(Coordinate annotation entries)
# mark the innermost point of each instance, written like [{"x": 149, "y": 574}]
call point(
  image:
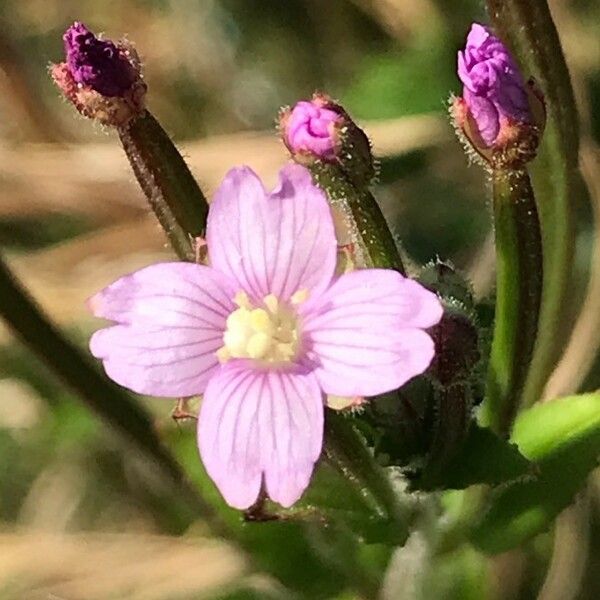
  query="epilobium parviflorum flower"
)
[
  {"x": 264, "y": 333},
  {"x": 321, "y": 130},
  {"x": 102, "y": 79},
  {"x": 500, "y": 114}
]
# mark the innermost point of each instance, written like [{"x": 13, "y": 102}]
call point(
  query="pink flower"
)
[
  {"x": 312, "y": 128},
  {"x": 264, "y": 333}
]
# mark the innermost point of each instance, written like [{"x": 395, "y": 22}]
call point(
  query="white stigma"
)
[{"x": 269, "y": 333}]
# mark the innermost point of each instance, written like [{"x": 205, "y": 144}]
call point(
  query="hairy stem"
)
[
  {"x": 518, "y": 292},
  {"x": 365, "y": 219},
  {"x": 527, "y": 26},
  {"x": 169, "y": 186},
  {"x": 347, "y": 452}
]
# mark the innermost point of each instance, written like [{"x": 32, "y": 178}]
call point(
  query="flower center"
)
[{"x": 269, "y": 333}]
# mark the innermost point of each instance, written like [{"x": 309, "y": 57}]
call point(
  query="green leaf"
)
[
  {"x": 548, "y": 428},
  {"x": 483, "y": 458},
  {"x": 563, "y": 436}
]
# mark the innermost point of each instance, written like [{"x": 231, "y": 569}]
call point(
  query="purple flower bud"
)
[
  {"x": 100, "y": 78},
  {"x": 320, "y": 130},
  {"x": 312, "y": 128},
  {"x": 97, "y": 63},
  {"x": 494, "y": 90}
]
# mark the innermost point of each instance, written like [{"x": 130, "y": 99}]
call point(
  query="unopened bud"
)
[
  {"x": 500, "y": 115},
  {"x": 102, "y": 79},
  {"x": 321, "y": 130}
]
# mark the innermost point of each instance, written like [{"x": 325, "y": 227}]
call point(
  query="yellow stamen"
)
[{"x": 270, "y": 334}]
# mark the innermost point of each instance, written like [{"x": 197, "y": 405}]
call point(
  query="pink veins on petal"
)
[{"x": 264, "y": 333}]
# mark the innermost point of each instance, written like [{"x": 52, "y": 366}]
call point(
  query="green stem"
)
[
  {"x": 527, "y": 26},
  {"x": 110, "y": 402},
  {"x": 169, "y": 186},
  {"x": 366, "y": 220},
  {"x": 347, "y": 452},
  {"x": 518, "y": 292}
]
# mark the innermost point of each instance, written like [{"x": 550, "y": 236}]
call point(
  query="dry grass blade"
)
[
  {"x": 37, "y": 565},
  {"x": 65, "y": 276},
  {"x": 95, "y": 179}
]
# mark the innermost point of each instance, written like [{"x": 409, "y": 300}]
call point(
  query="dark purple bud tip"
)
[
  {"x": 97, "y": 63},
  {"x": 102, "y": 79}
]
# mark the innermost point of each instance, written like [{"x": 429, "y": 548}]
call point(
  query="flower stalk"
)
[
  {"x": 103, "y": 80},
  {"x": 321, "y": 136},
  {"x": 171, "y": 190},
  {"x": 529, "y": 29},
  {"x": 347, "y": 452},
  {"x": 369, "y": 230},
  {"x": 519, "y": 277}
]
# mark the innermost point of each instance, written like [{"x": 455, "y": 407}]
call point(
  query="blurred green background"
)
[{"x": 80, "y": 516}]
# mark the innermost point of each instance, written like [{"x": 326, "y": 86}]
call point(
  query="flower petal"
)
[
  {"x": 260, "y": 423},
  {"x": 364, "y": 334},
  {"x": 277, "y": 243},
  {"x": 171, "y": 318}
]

- YOUR TASK -
Are you able to set down all the lines above exactly, without any pictures?

- FULL ANSWER -
# mark the innermost point of each instance, written like [{"x": 149, "y": 574}]
call point(
  image:
  query="epilobium parviflorum flower"
)
[
  {"x": 264, "y": 333},
  {"x": 321, "y": 130},
  {"x": 102, "y": 79},
  {"x": 500, "y": 114}
]
# mark the innermost point of each instance, written like [{"x": 13, "y": 102}]
call point(
  query="pink flower"
)
[
  {"x": 312, "y": 128},
  {"x": 264, "y": 333}
]
# mark the innermost point of each instance, written like [{"x": 395, "y": 22}]
call point(
  query="white stigma"
)
[{"x": 269, "y": 333}]
# mark the innermost point of each instance, written like [{"x": 205, "y": 144}]
call point(
  query="hairy stem"
)
[
  {"x": 518, "y": 292},
  {"x": 365, "y": 219},
  {"x": 527, "y": 26},
  {"x": 169, "y": 186},
  {"x": 347, "y": 452}
]
# mark the innermost point of each instance, written like [{"x": 32, "y": 178}]
call point(
  query="flower center"
)
[{"x": 269, "y": 333}]
# mark the innermost point of each instance, written like [{"x": 309, "y": 57}]
call point(
  query="green leaf"
)
[
  {"x": 548, "y": 428},
  {"x": 483, "y": 458},
  {"x": 563, "y": 436}
]
# mark the innermost point of each instance, written like [{"x": 231, "y": 569}]
call point(
  query="purple flower bud"
)
[
  {"x": 100, "y": 78},
  {"x": 320, "y": 130},
  {"x": 312, "y": 128},
  {"x": 97, "y": 63},
  {"x": 494, "y": 90}
]
# mark the innermost point of each instance, written like [{"x": 130, "y": 99}]
call point(
  query="unopened bud"
)
[
  {"x": 500, "y": 115},
  {"x": 102, "y": 79},
  {"x": 321, "y": 130}
]
# mark the innermost point of each instance, written like [{"x": 325, "y": 227}]
call point(
  query="yellow stamen"
)
[{"x": 270, "y": 334}]
# mark the innermost point of each instance, written like [{"x": 197, "y": 405}]
call point(
  query="pink veins on petal"
)
[{"x": 264, "y": 333}]
# mark the innermost point of each instance, written like [{"x": 52, "y": 366}]
call point(
  query="green stem"
)
[
  {"x": 527, "y": 26},
  {"x": 110, "y": 402},
  {"x": 169, "y": 186},
  {"x": 366, "y": 220},
  {"x": 347, "y": 452},
  {"x": 518, "y": 292}
]
# mark the innermost point of each instance, written like [{"x": 550, "y": 236}]
call point(
  query="dry grass blade"
)
[
  {"x": 37, "y": 565},
  {"x": 65, "y": 276},
  {"x": 95, "y": 179}
]
# mark the innermost point of each instance, written like [{"x": 409, "y": 300}]
call point(
  query="dark purple bud tip"
)
[
  {"x": 97, "y": 63},
  {"x": 102, "y": 79}
]
# mark the innermost point of each instance, written like [{"x": 429, "y": 548}]
call point(
  query="flower stalk"
)
[
  {"x": 103, "y": 80},
  {"x": 321, "y": 136},
  {"x": 171, "y": 190},
  {"x": 529, "y": 29},
  {"x": 347, "y": 452},
  {"x": 369, "y": 230},
  {"x": 519, "y": 277}
]
# mark the innermost point of each instance, written like [{"x": 455, "y": 407}]
call point(
  query="blurred green background"
)
[{"x": 80, "y": 516}]
# mark the innermost point of each instance, written like [{"x": 326, "y": 86}]
call point(
  query="flower petal"
)
[
  {"x": 260, "y": 423},
  {"x": 364, "y": 334},
  {"x": 277, "y": 243},
  {"x": 171, "y": 318}
]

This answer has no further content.